**Working data:**
◇ ◇ ◇

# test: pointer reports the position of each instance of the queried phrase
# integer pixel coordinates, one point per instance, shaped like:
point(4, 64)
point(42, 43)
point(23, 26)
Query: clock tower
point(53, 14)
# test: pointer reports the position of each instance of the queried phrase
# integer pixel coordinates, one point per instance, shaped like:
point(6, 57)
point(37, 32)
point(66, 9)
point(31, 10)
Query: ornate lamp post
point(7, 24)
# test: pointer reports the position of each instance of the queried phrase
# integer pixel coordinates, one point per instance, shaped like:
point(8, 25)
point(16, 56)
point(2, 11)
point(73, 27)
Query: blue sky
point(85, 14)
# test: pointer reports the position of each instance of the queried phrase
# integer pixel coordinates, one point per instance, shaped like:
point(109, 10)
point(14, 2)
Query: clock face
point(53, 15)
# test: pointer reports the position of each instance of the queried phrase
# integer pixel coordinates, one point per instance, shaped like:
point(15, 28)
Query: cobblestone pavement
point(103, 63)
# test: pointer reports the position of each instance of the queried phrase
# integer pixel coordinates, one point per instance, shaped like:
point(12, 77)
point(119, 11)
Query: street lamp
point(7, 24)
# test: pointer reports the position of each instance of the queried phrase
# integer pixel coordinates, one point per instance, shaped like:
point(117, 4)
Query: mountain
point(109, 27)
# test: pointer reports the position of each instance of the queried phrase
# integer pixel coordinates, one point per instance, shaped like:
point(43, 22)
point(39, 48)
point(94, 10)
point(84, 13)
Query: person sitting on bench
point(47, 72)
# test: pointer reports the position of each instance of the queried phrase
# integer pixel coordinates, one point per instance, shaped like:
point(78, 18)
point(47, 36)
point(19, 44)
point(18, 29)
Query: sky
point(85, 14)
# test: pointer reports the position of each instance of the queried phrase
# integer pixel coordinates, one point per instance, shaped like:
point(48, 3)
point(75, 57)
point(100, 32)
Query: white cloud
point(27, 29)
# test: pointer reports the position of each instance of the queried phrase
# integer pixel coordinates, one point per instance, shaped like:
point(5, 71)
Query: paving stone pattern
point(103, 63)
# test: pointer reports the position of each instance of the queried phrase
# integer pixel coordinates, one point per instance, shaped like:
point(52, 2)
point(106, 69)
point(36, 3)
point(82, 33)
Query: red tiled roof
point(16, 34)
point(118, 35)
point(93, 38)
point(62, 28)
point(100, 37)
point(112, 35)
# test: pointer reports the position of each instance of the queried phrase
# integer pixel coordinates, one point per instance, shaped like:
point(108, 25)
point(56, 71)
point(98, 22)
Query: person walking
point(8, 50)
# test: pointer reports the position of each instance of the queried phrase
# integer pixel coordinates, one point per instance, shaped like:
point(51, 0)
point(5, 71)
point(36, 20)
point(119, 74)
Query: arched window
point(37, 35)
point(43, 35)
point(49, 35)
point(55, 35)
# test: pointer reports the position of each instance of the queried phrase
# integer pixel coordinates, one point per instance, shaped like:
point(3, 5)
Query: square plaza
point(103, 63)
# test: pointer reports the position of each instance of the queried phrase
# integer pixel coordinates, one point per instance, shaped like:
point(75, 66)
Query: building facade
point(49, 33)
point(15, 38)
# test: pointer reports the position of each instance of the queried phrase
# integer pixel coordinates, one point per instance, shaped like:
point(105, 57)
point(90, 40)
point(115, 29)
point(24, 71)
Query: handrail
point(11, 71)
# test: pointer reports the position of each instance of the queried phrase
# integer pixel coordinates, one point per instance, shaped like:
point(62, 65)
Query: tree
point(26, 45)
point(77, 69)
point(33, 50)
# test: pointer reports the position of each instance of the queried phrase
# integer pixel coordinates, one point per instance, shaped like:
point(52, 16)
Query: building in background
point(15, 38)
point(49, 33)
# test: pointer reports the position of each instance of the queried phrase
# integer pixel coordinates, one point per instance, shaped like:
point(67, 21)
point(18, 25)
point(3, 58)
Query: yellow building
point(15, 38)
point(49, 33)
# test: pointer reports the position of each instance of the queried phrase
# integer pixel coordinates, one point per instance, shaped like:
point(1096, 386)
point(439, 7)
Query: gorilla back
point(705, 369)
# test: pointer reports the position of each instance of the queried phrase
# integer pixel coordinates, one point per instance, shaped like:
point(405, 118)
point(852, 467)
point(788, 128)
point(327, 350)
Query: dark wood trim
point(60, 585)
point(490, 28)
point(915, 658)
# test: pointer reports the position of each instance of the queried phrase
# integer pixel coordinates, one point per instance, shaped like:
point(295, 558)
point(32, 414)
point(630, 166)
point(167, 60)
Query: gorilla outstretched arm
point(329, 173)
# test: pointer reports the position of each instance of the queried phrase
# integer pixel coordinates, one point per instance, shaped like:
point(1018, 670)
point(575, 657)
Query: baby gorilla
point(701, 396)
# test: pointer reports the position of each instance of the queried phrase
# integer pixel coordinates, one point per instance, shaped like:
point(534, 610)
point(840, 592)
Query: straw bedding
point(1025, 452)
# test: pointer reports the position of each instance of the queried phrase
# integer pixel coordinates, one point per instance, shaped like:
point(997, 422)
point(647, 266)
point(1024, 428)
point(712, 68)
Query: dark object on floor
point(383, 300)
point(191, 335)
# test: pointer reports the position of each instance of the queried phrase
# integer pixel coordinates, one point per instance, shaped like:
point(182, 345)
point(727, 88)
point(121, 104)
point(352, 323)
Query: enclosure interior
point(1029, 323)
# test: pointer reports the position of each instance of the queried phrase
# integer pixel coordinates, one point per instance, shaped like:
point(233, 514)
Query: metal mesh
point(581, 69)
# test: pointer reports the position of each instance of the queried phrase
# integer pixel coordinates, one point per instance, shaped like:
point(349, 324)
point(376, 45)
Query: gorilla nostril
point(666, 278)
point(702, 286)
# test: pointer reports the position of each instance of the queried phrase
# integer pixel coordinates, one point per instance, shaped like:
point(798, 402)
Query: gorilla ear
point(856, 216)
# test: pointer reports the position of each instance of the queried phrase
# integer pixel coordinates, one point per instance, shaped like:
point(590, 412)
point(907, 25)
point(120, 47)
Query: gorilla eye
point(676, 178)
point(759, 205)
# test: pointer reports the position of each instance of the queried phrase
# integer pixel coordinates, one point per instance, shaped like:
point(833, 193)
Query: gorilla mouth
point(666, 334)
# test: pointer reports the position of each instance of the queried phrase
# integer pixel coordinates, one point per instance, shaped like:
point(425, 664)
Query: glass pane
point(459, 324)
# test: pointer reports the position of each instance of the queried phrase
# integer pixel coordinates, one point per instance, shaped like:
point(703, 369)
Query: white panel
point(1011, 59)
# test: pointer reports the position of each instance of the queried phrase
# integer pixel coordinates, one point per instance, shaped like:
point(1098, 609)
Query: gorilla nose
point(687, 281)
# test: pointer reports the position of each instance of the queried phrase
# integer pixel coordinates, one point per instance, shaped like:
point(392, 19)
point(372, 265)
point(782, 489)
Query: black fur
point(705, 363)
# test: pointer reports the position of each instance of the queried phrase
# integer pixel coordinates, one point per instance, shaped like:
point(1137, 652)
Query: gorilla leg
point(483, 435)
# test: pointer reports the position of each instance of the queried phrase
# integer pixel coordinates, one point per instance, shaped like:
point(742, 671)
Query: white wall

◇ ◇ ◇

**Stated exercise:** Retype the data in full and match it exactly.

**Solution for this problem:**
# test: pointer reports the position of each instance of the queried phrase
# integer pixel coordinates, one point per instance, shaped like:
point(4, 64)
point(42, 43)
point(23, 26)
Query: clock tower
point(53, 14)
# test: pointer reports the position of each instance of the queried phrase
# integer pixel coordinates, one point per instance, shaped like:
point(6, 57)
point(37, 32)
point(66, 9)
point(31, 10)
Query: ornate lamp post
point(7, 24)
# test: pointer reports the position of each instance of the queried phrase
# integer pixel coordinates, one point per instance, shaped like:
point(8, 25)
point(16, 56)
point(2, 11)
point(73, 27)
Query: blue sky
point(85, 14)
# test: pointer reports the position of each instance of the queried phrase
# integer pixel coordinates, one point per instance, shaped like:
point(109, 10)
point(14, 2)
Query: clock face
point(53, 15)
# test: pointer reports the position of each instance of the queried phrase
# integer pixel coordinates, one point per instance, shaped like:
point(15, 28)
Query: cobblestone pavement
point(103, 63)
# test: pointer reports the position of each instance of the queried phrase
# integer pixel coordinates, one point per instance, shaped like:
point(12, 77)
point(119, 11)
Query: street lamp
point(7, 24)
# test: pointer reports the position of each instance of the queried phrase
# integer pixel coordinates, one point per instance, shaped like:
point(117, 4)
Query: mountain
point(109, 27)
# test: pointer reports the position of each instance of the queried phrase
# integer pixel coordinates, one point per instance, shaped like:
point(43, 22)
point(39, 48)
point(94, 10)
point(84, 13)
Query: person sitting on bench
point(47, 72)
# test: pointer reports the position of each instance of the queried phrase
# integer pixel coordinates, one point per instance, shaped like:
point(78, 18)
point(47, 36)
point(19, 44)
point(18, 29)
Query: sky
point(85, 14)
# test: pointer reports the position of each instance of the queried phrase
# integer pixel coordinates, one point per instance, shaped like:
point(48, 3)
point(75, 57)
point(100, 32)
Query: white cloud
point(27, 29)
# test: pointer reports the position of each instance of the queried phrase
# integer pixel coordinates, one point per instance, shaped like:
point(5, 71)
Query: paving stone pattern
point(103, 63)
# test: pointer reports the position of each instance of the queried phrase
# integer pixel coordinates, one point per instance, shaped like:
point(52, 2)
point(106, 69)
point(36, 3)
point(82, 33)
Query: red tiled roof
point(16, 34)
point(118, 35)
point(93, 38)
point(62, 28)
point(100, 37)
point(112, 35)
# test: pointer reports the position of each instance of the queried phrase
# integer pixel coordinates, one point per instance, shaped like:
point(108, 25)
point(56, 71)
point(98, 22)
Query: person walking
point(8, 50)
# test: pointer reports the position of each instance of the queried phrase
# integer pixel coordinates, one point per instance, shaped like:
point(51, 0)
point(5, 71)
point(36, 20)
point(119, 74)
Query: arched window
point(37, 35)
point(43, 35)
point(49, 35)
point(55, 35)
# test: pointer reports the position of each instance of the queried phrase
# integer pixel coordinates, one point per instance, shaped like:
point(3, 5)
Query: square plaza
point(103, 63)
# test: pointer reports the position of each instance of the queried phrase
# integer pixel coordinates, one point per instance, shaped like:
point(75, 66)
Query: building facade
point(49, 33)
point(15, 38)
# test: pointer reports the position of each instance of the queried phrase
# integer pixel coordinates, one point per instance, shaped like:
point(105, 57)
point(90, 40)
point(115, 29)
point(24, 71)
Query: handrail
point(11, 71)
# test: pointer reports the position of each instance of the queried phrase
# integer pixel coordinates, one point per instance, shaped like:
point(62, 65)
Query: tree
point(26, 45)
point(77, 69)
point(33, 50)
# test: pointer reports the position of each instance of the queried phrase
# integer pixel coordinates, one point per instance, shaped like:
point(52, 16)
Query: building in background
point(15, 38)
point(49, 33)
# test: pointer reports the position of each instance of the queried phrase
# integer pixel coordinates, one point per instance, shaped like:
point(67, 21)
point(18, 25)
point(3, 58)
Query: yellow building
point(15, 38)
point(49, 33)
# test: pointer reports the position of each instance of the queried phrase
# integer pixel coordinates, one point per instance, shaped like:
point(1096, 386)
point(439, 7)
Query: gorilla back
point(705, 369)
# test: pointer reports the position of each instance of the queried phrase
# integer pixel coordinates, one point per instance, shaped like:
point(405, 118)
point(852, 467)
point(788, 128)
point(327, 350)
Query: dark wood trim
point(60, 585)
point(490, 28)
point(915, 658)
# test: pointer reports the position of each instance of the queried phrase
# integer pixel coordinates, one point per instance, shaped like:
point(295, 558)
point(32, 414)
point(630, 166)
point(167, 60)
Query: gorilla outstretched arm
point(329, 173)
# test: pointer reports the position of each instance of the queried phrase
# integer pixel coordinates, one point per instance, shaped like:
point(1018, 670)
point(575, 657)
Query: baby gorilla
point(701, 396)
# test: pointer reports the position of each instance of the queried phrase
# integer pixel coordinates, one point per instance, shaped like:
point(534, 610)
point(840, 592)
Query: straw bedding
point(1025, 452)
# test: pointer reports the position of each instance of the queried phrase
# integer pixel coordinates, one point per instance, shaped like:
point(997, 422)
point(647, 266)
point(1024, 428)
point(712, 68)
Query: dark object on floor
point(383, 300)
point(191, 335)
# test: pointer reports the position of each instance of the queried phrase
# integer pixel coordinates, one point per instance, shaped like:
point(182, 345)
point(727, 88)
point(121, 104)
point(352, 323)
Query: enclosure interior
point(1029, 323)
# test: pointer reports the position of each instance of the queried phrase
# integer pixel coordinates, one point per instance, shaped like:
point(233, 514)
Query: metal mesh
point(581, 69)
# test: pointer reports the position of each instance of the queried phrase
# integer pixel coordinates, one point per instance, shaped like:
point(349, 324)
point(376, 45)
Query: gorilla nostril
point(666, 278)
point(702, 286)
# test: pointer reports the position of each instance of the queried phrase
# integer pixel coordinates, one point per instance, shaped like:
point(798, 402)
Query: gorilla ear
point(856, 216)
# test: pointer reports the position of each instance of the queried phrase
# integer pixel coordinates, one point per instance, shaped like:
point(590, 412)
point(907, 25)
point(120, 47)
Query: gorilla eye
point(676, 178)
point(759, 205)
# test: pointer reports the position of each instance of the queried phrase
# integer pixel coordinates, one point per instance, shaped like:
point(833, 193)
Query: gorilla mouth
point(666, 334)
# test: pointer reports the position of each instance of the queried phrase
# integer pixel coordinates, one point per instance, shaped like:
point(425, 664)
Query: glass pane
point(459, 324)
# test: pointer reports the position of each instance of the queried phrase
# integer pixel coordinates, one point per instance, shaped like:
point(703, 369)
Query: white panel
point(1011, 59)
# test: pointer reports the position of each instance of the queried phrase
# integer pixel coordinates, one point per instance, shaped like:
point(1098, 609)
Query: gorilla nose
point(687, 281)
# test: pointer reports the position of each instance of the queried phrase
# integer pixel coordinates, one point per instance, shaped like:
point(392, 19)
point(372, 265)
point(782, 489)
Query: black fur
point(705, 363)
# test: pointer reports the position of each instance of the queried phrase
# integer pixel coordinates, one point per instance, shaped like:
point(1137, 652)
Query: gorilla leg
point(483, 435)
# test: pointer reports the position of each instance of the queried phrase
# integer pixel coordinates, one point per instance, shaped like:
point(742, 671)
Query: white wall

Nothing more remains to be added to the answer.